Data excerpts:
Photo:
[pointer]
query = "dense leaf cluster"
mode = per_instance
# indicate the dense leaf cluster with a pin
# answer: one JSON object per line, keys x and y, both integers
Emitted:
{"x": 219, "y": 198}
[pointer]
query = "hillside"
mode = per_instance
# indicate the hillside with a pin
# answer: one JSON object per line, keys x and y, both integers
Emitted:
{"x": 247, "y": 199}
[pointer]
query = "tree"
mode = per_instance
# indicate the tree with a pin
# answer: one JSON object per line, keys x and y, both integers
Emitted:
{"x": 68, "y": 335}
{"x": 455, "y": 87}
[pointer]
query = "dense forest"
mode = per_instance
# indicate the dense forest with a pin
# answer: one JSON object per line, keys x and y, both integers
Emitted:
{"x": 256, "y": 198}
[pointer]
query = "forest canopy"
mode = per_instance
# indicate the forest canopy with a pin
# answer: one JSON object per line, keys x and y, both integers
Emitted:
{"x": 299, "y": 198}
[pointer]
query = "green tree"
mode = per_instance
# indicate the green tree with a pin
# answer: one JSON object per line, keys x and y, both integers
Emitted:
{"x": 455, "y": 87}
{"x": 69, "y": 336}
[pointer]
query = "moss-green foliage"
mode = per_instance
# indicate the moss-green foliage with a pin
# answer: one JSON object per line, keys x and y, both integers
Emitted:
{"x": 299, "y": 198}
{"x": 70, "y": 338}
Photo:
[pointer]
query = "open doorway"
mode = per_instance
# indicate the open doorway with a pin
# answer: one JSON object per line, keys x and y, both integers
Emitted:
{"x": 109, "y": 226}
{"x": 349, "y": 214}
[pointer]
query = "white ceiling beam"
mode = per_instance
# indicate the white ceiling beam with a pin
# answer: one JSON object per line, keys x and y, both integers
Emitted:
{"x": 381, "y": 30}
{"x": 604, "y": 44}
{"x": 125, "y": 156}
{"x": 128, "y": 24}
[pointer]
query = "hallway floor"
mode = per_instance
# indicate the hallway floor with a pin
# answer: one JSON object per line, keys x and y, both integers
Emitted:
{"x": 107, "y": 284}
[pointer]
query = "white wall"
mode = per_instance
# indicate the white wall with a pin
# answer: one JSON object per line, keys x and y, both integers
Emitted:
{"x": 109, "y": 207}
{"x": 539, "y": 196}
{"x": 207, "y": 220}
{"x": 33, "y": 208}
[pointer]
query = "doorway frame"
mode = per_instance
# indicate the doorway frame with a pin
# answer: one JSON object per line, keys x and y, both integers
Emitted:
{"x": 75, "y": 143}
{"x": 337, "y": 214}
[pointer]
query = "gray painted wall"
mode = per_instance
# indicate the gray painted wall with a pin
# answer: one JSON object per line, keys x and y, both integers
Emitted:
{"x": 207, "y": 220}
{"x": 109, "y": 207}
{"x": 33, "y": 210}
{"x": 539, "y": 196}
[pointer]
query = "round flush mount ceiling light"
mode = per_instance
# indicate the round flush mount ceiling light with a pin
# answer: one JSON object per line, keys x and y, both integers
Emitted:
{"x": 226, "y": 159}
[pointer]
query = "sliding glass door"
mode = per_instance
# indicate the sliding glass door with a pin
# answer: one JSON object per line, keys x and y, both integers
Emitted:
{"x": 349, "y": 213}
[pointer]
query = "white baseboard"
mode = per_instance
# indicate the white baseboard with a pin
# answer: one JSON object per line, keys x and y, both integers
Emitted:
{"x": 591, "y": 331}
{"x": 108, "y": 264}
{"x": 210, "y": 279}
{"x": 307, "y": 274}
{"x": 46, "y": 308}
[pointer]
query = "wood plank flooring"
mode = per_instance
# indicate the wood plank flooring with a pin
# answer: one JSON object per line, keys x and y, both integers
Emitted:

Directions: Give an exact copy of all the data shown above.

Output for this exercise:
Photo:
[pointer]
query = "dense leaf cluster"
mode = per_instance
# indicate the dense leaf cluster with a pin
# answer: one JSON object per line, keys x and y, both integers
Emitted:
{"x": 219, "y": 198}
[pointer]
query = "hillside"
mode = per_instance
# indicate the hillside with a pin
# answer: one JSON object per line, keys x and y, both integers
Emitted:
{"x": 247, "y": 199}
[pointer]
query = "tree"
mode = per_instance
# indicate the tree with a pin
# answer: one JSON object per line, keys x and y, both integers
Emitted:
{"x": 68, "y": 335}
{"x": 455, "y": 87}
[pointer]
query = "dense forest"
mode = per_instance
# indicate the dense forest with a pin
# answer: one JSON object per line, keys x and y, both integers
Emitted:
{"x": 256, "y": 198}
[pointer]
query = "forest canopy"
mode = per_instance
# indicate the forest canopy with a pin
# answer: one JSON object per line, keys x and y, both integers
Emitted:
{"x": 299, "y": 198}
[pointer]
query = "green tree"
mode = per_instance
# indicate the green tree with a pin
# answer: one JSON object per line, keys x and y, both integers
Emitted:
{"x": 455, "y": 87}
{"x": 69, "y": 336}
[pointer]
query = "moss-green foliage"
mode = per_instance
# indicate the moss-green foliage with a pin
# answer: one JSON object per line, keys x and y, both integers
Emitted:
{"x": 299, "y": 198}
{"x": 70, "y": 338}
Photo:
[pointer]
query = "open doorway"
mode = per_instance
# indicate the open doorway with a pin
# answer: one JSON object per line, keys x and y, both integers
Emitted:
{"x": 109, "y": 226}
{"x": 349, "y": 214}
[pointer]
query = "white ceiling beam"
mode = per_instance
# indicate the white ceiling beam with a pin
# answer: one JSON object per line, keys x and y, both integers
Emitted:
{"x": 381, "y": 30}
{"x": 604, "y": 44}
{"x": 125, "y": 156}
{"x": 128, "y": 24}
[pointer]
query = "hallway floor"
mode = per_instance
# indicate the hallway floor with a pin
# answer: one JSON object per line, keys x and y, both integers
Emitted:
{"x": 107, "y": 284}
[pointer]
query = "white wall"
mode = per_instance
# indicate the white wall with a pin
# answer: one JSON object per line, keys x and y, both integers
Emitted:
{"x": 109, "y": 207}
{"x": 539, "y": 196}
{"x": 207, "y": 220}
{"x": 33, "y": 208}
[pointer]
query = "doorway frame"
mode = per_instance
# indicate the doorway frame with a pin
# answer: one JSON object per line, keys x and y, both integers
Emitted:
{"x": 75, "y": 143}
{"x": 337, "y": 214}
[pointer]
query = "gray painted wall"
mode = per_instance
# indicate the gray painted wall with a pin
# answer: one JSON object per line, keys x and y, both integers
Emitted:
{"x": 207, "y": 220}
{"x": 109, "y": 207}
{"x": 33, "y": 210}
{"x": 539, "y": 196}
[pointer]
query = "round flush mount ceiling light"
mode = per_instance
# indicate the round flush mount ceiling light with a pin
# answer: one JSON object per line, keys x and y, both integers
Emitted:
{"x": 226, "y": 159}
[pointer]
query = "sliding glass door"
mode = per_instance
# indicate the sliding glass door with a pin
# answer: one JSON object per line, keys x and y, both integers
Emitted:
{"x": 349, "y": 213}
[pointer]
query = "white baseboard"
mode = per_instance
# indicate the white baseboard with a pin
# answer: one JSON object per line, keys x and y, both integers
Emitted:
{"x": 591, "y": 331}
{"x": 108, "y": 264}
{"x": 210, "y": 279}
{"x": 307, "y": 274}
{"x": 46, "y": 308}
[pointer]
query = "wood plank flooring"
mode = per_instance
# indicate the wood plank flooring with a pin
# answer: one JSON object per line, keys x and y, both integers
Emitted:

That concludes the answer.